## Document source
---------------

L’Otan a 75 ans et joue sa crédibilité en Ukraine
Bonjour! Je suis Christian Spillmann et avec David Carretta nous vous proposons la Matinale Européenne, un instrument pour offrir une analyse, un contexte et une perspective à ceux qui s'intéressent à l'UE.
L’Otan a 75 ans et joue sa crédibilité en Ukraine
“Tous pour un, un pour tous”. L’Otan a fait sienne la devise des mousquetaires et doit maintenant démontrer sa détermination à se défendre pour prévenir toute attaque de la Russie au moment où la plupart des alliés ont autorisé les forces Ukrainiennes à utiliser leurs armements pour frapper en Russie les sites militaires d’où partent les missiles et les bombardiers qui frappent quotidiennement leur territoire.
“Le moment est venu de lever les restrictions imposées sur l’usage des armements livrés par les alliées à l’Ukraine”. Jens Stoltenberg,le secrétaire général de l’Otan, a été très clair hier sur l’enjeu de la réunion informelle des ministres des Affaires étrangères de l’Alliance jeudi et vendredi à Prague. Douze pays ont déjà donné leur accord pour permettre à l’Ukraine de frapper des cibles militaires situées sur le territoire russe: la France, la Grande-Bretagne, la Pologne, les Pays-Bas, le Danemark, la Suède, la Finlande, la République tchèque, la Lituanie, la Lettonie, l'Estonie et le Canada.
“L’Ukraine est soumise à une guerre d’agression non provoquée et illégale de la part de la Russie. Selon le droit international, l’Ukraine a le droit de se défendre par des actions militaires visant le territoire ennemi, à condition que ces actions militaires respectent les lois de la guerre et les alliés de l'OTAN ont le droit de soutenir l'Ukraine”, a soutenu Jens Stoltenberg, donnant de l’écho aux déclarations de plusieurs dirigeants occidentaux. Washington n’a pas encore officiellement levé ses préventions, mais le secrétaire d’État américain Antony Blinken a ouvert la porte à l’autorisation de frapper des cibles militaires en Russie lors d’une conférence de presse mercredi. “L’Ukraine doit prendre ses propres décisions”, a-t-il déclaré.
Selon un responsable américain cité par l'AFP, le président Joe Biden a donné hier un accord conditionnel à l'utilisation des armes américaines dans la région de Kkarkiv pour riposter lorsque les forces russes attaquent ou se préparent à attaquer, mais il maintenu son opposition à leur utilisation pour des frappes en profondeur sur le territoire de la Russie. Le chancelier allemand Olaf Scholz ne s’est pas non plus explicitement prononcé pour la levée des restrictions, mais il semble prêt à la faire si les Etats-Unis donnent leur feu-vert à l’utilisation des missiles à longue portée ATACMS pour des frappes contre des objectifs militaires russes utilisés pour mener des attaques en Ukraine. Mais pour le moment, Olaf Scholz continue de s‘opposer à la fourniture de missiles allemands Taurus à Kiev.

---------------

## Données fournies
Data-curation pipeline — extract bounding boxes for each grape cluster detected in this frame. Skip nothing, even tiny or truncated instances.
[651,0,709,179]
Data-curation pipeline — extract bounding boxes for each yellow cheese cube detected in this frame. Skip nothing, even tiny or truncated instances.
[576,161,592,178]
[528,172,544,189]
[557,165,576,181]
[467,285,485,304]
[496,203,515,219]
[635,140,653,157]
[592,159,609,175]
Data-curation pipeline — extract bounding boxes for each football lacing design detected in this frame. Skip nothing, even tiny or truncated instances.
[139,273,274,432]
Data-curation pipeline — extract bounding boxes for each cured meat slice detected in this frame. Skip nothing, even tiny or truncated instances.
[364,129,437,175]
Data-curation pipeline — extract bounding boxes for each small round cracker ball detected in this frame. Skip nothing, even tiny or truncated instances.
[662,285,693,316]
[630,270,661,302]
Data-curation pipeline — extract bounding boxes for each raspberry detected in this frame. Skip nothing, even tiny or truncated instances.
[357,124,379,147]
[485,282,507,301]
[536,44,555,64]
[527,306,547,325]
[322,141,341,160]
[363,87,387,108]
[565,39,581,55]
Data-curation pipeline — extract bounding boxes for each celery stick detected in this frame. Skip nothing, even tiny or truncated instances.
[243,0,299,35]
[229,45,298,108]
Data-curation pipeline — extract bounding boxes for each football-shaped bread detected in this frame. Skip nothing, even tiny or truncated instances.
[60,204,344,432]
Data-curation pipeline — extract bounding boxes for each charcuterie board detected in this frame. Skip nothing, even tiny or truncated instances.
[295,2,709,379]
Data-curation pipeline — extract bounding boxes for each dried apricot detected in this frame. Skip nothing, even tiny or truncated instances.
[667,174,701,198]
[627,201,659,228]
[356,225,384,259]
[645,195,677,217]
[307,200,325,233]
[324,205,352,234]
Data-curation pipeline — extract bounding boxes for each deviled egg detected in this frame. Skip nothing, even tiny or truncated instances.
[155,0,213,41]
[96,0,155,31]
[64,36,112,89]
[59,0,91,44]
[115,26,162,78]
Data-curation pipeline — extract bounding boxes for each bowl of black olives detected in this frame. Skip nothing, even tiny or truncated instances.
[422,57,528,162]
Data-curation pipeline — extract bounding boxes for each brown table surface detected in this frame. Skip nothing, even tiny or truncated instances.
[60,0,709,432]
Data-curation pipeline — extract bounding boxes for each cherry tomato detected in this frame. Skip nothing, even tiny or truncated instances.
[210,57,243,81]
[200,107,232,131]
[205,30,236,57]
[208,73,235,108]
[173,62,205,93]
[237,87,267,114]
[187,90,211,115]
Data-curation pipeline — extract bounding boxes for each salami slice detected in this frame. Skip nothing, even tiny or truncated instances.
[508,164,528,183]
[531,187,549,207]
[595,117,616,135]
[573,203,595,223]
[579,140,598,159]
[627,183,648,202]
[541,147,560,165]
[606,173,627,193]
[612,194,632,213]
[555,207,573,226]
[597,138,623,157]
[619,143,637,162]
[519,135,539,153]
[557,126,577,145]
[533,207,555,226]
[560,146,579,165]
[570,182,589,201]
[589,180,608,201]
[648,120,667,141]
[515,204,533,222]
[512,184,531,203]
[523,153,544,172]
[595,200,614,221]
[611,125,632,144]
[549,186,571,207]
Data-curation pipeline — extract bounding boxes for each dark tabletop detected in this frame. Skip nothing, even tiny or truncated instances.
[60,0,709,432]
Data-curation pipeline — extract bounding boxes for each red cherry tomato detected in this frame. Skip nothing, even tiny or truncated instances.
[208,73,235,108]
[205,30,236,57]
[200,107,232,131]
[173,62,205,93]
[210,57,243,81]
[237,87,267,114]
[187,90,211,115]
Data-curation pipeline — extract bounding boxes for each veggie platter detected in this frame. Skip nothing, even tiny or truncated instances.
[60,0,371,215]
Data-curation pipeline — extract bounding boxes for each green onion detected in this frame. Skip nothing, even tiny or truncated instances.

---------------

## Exercice court 1
Reformulez sous forme de liste le paragraphe de l'article qui commence par « Le moment est venu de lever les restrictions », en gardant ses faits principaux.
## Exercice court 2
Comptez les lignes des données qui contiennent la chaîne « football », en tenant compte de la casse, et indiquez seulement ce nombre.
L'article et les lignes proviennent de sources sans lien entre elles.

## Résultat final 1
- Jens Stoltenberg, secrétaire général de l'Otan, a déclaré hier que le moment était venu de lever les restrictions sur l'usage des armements livrés par les alliés à l'Ukraine.
- C'est l'enjeu de la réunion informelle des ministres des Affaires étrangères de l'Alliance, jeudi et vendredi à Prague.
- Douze pays autorisent déjà l'Ukraine à frapper des cibles militaires sur le territoire russe : la France, la Grande-Bretagne, la Pologne, les Pays-Bas, le Danemark, la Suède, la Finlande, la République tchèque, la Lituanie, la Lettonie, l'Estonie et le Canada.

## Résultat final 2
2